Could you reproduce, word for word, the lines running from the one containing "of the tree." through the last line, with both ends included?

→ **Dataset rows**:
# # # # # # #

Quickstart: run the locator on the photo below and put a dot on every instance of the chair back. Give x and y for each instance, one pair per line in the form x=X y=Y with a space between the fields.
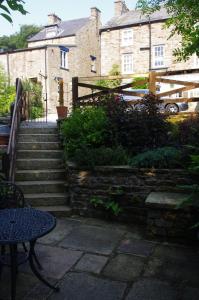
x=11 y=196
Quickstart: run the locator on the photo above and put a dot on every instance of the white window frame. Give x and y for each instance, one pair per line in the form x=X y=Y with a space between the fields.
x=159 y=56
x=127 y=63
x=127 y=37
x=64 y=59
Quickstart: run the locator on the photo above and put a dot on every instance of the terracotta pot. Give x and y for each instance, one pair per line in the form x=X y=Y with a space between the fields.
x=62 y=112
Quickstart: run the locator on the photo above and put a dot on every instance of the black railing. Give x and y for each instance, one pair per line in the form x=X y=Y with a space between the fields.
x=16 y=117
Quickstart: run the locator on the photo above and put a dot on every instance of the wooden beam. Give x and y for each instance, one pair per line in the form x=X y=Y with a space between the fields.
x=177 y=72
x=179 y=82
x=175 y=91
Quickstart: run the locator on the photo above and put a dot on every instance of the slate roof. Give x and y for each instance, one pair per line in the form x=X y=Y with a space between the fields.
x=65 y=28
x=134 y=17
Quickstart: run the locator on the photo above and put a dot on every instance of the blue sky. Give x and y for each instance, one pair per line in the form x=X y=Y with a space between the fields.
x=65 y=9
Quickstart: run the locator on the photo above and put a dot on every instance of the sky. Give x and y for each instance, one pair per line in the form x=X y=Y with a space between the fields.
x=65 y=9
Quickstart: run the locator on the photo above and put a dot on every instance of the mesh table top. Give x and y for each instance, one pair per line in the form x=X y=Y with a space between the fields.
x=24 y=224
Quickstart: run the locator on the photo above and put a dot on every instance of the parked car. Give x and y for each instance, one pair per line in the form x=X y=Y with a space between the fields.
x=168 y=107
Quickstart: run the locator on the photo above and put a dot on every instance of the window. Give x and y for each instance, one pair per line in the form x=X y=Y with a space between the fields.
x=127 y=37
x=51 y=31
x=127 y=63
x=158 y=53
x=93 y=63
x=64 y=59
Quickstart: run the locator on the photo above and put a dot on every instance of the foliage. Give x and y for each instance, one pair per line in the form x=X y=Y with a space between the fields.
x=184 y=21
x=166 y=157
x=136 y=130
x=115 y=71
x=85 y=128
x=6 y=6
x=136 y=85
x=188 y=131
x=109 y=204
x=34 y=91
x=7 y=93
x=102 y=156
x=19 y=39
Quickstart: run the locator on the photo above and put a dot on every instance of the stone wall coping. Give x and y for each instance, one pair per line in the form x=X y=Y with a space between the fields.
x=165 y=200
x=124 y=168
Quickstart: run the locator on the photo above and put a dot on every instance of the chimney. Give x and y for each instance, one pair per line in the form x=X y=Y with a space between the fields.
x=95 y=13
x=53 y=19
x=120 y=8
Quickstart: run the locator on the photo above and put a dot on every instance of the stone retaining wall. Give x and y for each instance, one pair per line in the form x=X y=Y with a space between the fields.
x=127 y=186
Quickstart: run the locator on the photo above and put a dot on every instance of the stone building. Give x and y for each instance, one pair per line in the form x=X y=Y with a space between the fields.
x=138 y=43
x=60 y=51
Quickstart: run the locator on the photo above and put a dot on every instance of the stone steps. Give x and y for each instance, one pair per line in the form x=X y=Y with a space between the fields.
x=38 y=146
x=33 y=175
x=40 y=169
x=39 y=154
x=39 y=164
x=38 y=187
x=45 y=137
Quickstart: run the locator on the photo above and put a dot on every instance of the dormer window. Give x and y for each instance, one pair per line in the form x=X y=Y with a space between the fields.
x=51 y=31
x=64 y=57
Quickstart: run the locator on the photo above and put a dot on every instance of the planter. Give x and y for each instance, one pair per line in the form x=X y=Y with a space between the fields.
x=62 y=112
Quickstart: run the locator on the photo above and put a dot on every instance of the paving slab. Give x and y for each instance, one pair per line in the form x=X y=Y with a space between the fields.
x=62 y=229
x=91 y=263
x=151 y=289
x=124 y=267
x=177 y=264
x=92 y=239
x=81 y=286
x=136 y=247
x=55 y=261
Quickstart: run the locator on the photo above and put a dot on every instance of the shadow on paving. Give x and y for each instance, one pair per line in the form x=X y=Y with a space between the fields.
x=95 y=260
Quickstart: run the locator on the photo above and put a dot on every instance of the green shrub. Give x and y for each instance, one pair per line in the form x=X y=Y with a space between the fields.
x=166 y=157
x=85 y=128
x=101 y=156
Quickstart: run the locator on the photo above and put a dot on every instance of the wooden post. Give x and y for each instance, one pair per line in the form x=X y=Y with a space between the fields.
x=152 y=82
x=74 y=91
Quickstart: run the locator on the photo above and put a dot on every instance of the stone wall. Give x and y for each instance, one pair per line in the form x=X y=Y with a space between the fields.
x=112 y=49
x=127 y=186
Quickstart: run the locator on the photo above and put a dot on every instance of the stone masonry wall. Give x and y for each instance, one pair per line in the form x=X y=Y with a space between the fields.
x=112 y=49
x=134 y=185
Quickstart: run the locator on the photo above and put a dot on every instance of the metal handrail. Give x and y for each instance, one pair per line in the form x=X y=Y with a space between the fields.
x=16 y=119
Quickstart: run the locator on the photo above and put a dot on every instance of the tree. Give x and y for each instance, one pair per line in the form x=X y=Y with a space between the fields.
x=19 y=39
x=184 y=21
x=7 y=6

# # # # # # #

→ **Complete answer**:
Quickstart: run the locator on the photo above and put a dot on every instance of the tree. Give x and y for each instance, one pair per line in the form x=X y=Y with a space between the fields.
x=19 y=39
x=184 y=21
x=7 y=6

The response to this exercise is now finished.